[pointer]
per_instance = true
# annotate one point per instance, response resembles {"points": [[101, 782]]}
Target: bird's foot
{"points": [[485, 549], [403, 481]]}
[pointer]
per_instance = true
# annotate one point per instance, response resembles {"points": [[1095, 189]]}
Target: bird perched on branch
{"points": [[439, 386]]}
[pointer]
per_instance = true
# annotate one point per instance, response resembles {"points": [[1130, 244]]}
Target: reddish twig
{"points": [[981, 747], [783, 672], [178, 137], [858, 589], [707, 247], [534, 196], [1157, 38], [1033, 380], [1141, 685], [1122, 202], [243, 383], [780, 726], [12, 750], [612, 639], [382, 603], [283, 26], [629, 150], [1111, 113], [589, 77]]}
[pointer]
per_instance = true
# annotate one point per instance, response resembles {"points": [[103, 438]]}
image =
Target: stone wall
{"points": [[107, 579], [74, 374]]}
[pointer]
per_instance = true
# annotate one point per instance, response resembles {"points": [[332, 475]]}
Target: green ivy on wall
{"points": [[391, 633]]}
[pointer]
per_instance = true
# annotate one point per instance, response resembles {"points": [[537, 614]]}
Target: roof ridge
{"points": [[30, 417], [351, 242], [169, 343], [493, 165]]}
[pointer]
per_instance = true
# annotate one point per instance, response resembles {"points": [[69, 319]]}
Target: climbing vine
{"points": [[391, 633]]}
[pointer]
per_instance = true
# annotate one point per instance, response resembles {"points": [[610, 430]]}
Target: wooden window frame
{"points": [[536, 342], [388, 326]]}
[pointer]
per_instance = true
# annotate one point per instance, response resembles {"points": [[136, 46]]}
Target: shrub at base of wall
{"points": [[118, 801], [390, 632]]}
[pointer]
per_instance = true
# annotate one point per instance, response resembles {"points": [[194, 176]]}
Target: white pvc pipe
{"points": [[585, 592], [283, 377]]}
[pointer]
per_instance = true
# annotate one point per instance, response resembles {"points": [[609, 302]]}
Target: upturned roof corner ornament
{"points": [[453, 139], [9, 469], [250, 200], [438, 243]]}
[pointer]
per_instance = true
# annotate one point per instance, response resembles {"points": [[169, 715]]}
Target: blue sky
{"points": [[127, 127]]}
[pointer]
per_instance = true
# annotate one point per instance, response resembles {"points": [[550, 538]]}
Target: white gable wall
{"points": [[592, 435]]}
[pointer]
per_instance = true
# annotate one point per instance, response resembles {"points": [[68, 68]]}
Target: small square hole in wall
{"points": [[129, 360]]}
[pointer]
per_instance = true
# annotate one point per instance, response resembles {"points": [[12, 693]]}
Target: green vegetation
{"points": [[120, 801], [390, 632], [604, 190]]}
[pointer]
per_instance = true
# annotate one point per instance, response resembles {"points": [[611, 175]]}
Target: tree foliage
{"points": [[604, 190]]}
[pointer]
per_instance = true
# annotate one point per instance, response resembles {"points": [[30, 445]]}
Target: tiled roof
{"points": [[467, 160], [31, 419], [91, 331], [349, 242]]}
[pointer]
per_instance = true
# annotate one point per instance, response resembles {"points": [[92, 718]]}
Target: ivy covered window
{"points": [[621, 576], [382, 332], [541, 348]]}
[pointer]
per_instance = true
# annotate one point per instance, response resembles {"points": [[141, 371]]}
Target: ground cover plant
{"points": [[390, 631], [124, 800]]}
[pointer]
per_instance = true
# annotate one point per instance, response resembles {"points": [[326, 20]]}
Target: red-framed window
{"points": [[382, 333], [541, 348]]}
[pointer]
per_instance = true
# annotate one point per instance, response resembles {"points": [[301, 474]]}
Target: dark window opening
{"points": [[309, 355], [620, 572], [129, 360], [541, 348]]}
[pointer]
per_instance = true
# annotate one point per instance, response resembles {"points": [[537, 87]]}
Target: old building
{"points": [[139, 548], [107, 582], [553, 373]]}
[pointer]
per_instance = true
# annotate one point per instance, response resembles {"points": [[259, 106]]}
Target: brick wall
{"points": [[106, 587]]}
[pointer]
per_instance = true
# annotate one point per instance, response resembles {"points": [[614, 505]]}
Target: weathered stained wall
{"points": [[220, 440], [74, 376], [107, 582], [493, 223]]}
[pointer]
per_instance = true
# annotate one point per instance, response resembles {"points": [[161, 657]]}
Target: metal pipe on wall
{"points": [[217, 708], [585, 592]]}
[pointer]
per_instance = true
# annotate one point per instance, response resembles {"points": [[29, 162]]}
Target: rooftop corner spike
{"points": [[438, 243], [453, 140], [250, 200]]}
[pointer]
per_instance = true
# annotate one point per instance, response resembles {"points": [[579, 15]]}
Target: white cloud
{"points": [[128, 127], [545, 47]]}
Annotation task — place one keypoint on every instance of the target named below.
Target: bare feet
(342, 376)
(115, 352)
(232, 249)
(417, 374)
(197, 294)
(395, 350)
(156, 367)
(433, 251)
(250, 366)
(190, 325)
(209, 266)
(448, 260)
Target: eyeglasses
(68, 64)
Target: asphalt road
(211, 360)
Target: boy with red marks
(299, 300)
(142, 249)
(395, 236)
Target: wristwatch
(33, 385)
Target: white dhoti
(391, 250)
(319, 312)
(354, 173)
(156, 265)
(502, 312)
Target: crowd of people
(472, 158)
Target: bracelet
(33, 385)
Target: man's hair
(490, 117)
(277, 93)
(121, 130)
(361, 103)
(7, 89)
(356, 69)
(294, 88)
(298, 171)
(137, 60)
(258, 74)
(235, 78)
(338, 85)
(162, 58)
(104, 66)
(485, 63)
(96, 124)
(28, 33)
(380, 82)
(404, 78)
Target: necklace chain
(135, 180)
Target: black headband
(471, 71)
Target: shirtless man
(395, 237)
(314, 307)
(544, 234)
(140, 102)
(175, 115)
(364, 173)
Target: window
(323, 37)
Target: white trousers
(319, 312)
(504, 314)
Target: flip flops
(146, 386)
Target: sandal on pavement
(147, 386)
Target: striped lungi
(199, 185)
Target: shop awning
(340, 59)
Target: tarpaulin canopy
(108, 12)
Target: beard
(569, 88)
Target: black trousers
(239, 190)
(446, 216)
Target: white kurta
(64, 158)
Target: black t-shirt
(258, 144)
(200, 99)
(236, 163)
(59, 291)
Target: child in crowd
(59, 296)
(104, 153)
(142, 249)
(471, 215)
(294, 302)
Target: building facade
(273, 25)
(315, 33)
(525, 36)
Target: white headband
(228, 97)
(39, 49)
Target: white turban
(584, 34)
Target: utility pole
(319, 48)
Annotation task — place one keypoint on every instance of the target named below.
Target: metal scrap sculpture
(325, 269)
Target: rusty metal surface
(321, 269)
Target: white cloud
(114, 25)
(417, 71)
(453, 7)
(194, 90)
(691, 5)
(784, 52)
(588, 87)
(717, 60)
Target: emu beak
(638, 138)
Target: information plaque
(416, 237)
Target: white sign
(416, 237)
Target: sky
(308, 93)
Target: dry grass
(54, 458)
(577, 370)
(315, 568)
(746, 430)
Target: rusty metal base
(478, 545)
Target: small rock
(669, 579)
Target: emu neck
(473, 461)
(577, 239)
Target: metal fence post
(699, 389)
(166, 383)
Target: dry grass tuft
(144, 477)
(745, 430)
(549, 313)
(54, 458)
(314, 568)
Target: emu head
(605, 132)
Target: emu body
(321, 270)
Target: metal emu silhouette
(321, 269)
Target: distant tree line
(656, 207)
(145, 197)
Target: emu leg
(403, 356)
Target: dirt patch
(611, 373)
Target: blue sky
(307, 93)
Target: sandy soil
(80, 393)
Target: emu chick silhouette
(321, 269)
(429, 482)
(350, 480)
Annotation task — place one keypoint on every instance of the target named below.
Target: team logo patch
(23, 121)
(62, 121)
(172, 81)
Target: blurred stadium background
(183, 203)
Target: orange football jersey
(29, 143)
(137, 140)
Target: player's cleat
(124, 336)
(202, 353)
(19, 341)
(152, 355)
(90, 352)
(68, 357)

■ ■ ■ ■ ■ ■ ■

[WHAT TO DO] Copy nothing except the lines from the one with "Target: blurred stadium background" through the end of the records; keep each exactly as it appears, first and last included.

[THE ANSWER]
Target: blurred stadium background
(183, 203)
Target: orange football jersey
(29, 143)
(137, 140)
Target: player's cleat
(124, 336)
(202, 353)
(19, 341)
(152, 355)
(90, 352)
(68, 357)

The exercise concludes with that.